-- Exercise prompt --
Omit all pictures and give the records below again exactly as written.

** START OF Information supplied **

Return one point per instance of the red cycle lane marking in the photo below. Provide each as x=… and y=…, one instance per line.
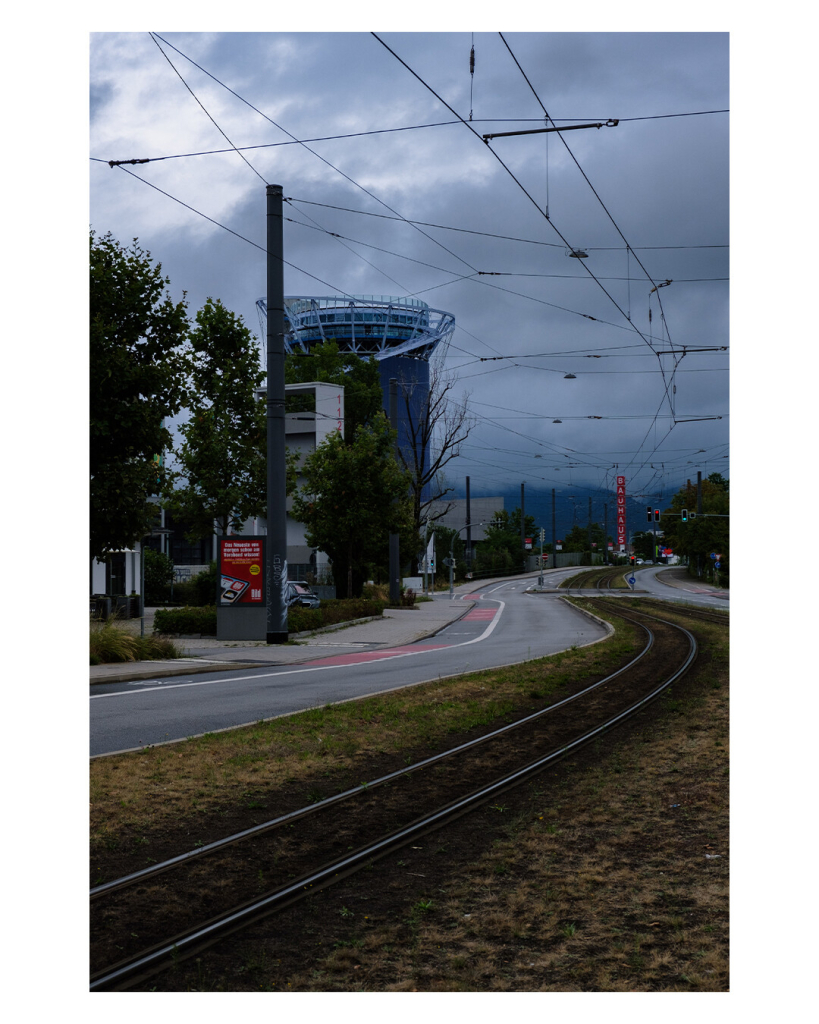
x=361, y=657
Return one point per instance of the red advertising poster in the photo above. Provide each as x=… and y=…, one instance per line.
x=241, y=570
x=621, y=535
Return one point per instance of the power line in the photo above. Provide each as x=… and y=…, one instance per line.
x=374, y=131
x=489, y=235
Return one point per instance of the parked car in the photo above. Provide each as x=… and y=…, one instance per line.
x=299, y=593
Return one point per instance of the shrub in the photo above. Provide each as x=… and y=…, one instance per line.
x=332, y=612
x=186, y=620
x=111, y=643
x=199, y=591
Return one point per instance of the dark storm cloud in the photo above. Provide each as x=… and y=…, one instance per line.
x=662, y=181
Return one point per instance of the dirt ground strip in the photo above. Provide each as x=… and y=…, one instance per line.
x=608, y=872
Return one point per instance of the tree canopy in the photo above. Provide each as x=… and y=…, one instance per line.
x=354, y=497
x=221, y=475
x=360, y=379
x=137, y=380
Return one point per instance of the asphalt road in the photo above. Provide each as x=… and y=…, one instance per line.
x=506, y=626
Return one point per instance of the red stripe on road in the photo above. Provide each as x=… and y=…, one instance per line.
x=361, y=657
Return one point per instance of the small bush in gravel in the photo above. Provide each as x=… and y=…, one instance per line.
x=333, y=612
x=110, y=643
x=187, y=620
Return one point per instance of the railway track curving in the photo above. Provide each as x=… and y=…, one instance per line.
x=146, y=921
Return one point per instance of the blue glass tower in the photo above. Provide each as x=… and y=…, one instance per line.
x=400, y=334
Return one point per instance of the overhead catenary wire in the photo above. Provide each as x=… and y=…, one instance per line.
x=206, y=112
x=356, y=242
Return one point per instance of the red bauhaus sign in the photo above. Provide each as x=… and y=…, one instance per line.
x=621, y=535
x=241, y=570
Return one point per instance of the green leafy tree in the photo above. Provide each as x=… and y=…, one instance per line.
x=137, y=379
x=701, y=536
x=159, y=576
x=221, y=475
x=354, y=497
x=503, y=548
x=436, y=426
x=643, y=545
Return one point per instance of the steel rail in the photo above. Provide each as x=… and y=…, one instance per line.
x=185, y=943
x=118, y=884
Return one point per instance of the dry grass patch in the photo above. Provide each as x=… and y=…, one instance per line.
x=611, y=876
x=312, y=755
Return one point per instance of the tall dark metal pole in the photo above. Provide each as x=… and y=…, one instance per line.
x=554, y=532
x=276, y=544
x=522, y=529
x=395, y=589
x=469, y=529
x=699, y=513
x=591, y=550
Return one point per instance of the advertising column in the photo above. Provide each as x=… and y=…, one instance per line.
x=621, y=535
x=241, y=607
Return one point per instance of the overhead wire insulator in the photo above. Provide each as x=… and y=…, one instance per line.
x=471, y=74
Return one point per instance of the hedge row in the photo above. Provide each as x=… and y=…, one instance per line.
x=331, y=612
x=187, y=620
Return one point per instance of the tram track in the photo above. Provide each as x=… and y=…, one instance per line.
x=213, y=893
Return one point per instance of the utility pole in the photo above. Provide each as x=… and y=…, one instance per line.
x=591, y=550
x=554, y=532
x=469, y=529
x=395, y=590
x=276, y=545
x=522, y=528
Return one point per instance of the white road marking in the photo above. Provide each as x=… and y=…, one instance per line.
x=297, y=672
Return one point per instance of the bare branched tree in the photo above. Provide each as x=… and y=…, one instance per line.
x=436, y=427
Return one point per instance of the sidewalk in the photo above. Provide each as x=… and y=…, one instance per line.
x=678, y=578
x=396, y=628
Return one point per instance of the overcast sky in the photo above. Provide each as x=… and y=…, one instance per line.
x=644, y=401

** END OF Information supplied **

-- Solution --
Return one point per instance of the red cycle lane marking in the photo below. Provide each as x=… and y=…, one instance per line.
x=361, y=657
Return one point per instance of the red advertising poster in the photo above. Provide each as x=… and y=…, one instance per line.
x=241, y=570
x=621, y=535
Return one point per instance of the power line in the photo above. Provide each as x=… and y=…, one instance per line.
x=374, y=131
x=489, y=235
Return one point per instance of the parked car in the photo above. Provide each as x=… and y=…, one instance per line.
x=299, y=593
Return one point per instance of the shrub in the photo above. Provide each as x=… and y=…, one instance per line.
x=332, y=612
x=186, y=620
x=111, y=643
x=199, y=591
Return one point per instance of the dark storm cloud in the photo above. Provide each as x=… and y=…, one instance per line.
x=662, y=181
Return one point per instance of the dirt ground strip in the photo above. Provide each as x=… and y=…, one instance per line.
x=608, y=872
Return one point per instance of the tree canopy in the photo above. Provide each as x=… and y=…, one instance per line.
x=354, y=497
x=221, y=475
x=360, y=379
x=137, y=380
Return one point per instance of the asphalt road in the photo above. Provide each as x=… and y=…, one instance per line.
x=506, y=626
Return one point per instance of the red stripe on road in the photo above. Provide each as x=… and y=…, one instance per line.
x=361, y=657
Return one point per instance of the small bush in gravel in the photo above. Provide each as x=… and y=…, one instance per line.
x=333, y=612
x=110, y=643
x=187, y=620
Return one point per instance of the railway track curving in the photo above. Provide each as x=… and y=…, one instance per line.
x=146, y=921
Return one point per instance of the blue glass tower in the photo above. Provide each as x=… and y=…, one instance per line.
x=400, y=334
Return one point per instance of the overhead catenary wire in the photo above. Provide each as x=… and y=…, one instance per line.
x=206, y=112
x=356, y=242
Return one point per instance of the red bauhaus sign in the photo above. Provide each as x=… and y=…, one instance per line.
x=621, y=535
x=241, y=570
Return one point per instance of the green leafy tree in the photo above. Provide each as x=… and y=…, one instance per line.
x=137, y=379
x=701, y=536
x=159, y=576
x=221, y=475
x=354, y=497
x=503, y=548
x=436, y=426
x=643, y=545
Return one point per instance of the steel rail in the photo above. Provide each as x=… and y=…, one instance per line.
x=185, y=943
x=118, y=884
Return one point per instance of the dry grass patch in the photo above. Provide each as x=… and y=…, one instance per line.
x=611, y=876
x=312, y=755
Return one point per instance of the tall dark metal pole in the photo above. Provide each as x=… and y=…, one instance per line.
x=554, y=532
x=276, y=544
x=522, y=529
x=395, y=589
x=469, y=529
x=699, y=513
x=591, y=550
Return one point per instance of the advertising column in the photo above. Provide each as x=… and y=…, one instance per line.
x=621, y=535
x=241, y=607
Return one point per instance of the overhead wire insulator in the photo above. Provide each as x=… and y=…, one instance per line.
x=471, y=74
Return one point per instance of the hedge row in the photo above. Provide each as x=… and y=…, one instance per line.
x=331, y=612
x=187, y=620
Return one point per instance of the tram track in the photo above. Provide each as x=… and y=…, one instance per line.
x=213, y=893
Return one point per instance of the utility pole in the photo above. Provide each as x=… and y=…, one instance per line.
x=591, y=550
x=554, y=532
x=469, y=529
x=395, y=590
x=276, y=545
x=522, y=528
Return one point per instance of the white road marking in the photo above. Provide each as x=… and y=…, one instance per line.
x=297, y=672
Return one point per instance of the bare branched tree in the photo above. Provide each as x=… and y=…, one instance per line.
x=436, y=427
Return one point per instance of the sidewalk in the photo above. Provide each as x=… and y=…, one instance per line.
x=678, y=578
x=396, y=628
Return one point per instance of the overcast sky in the photo above. Provide each as x=… and y=…, one instance per line.
x=644, y=401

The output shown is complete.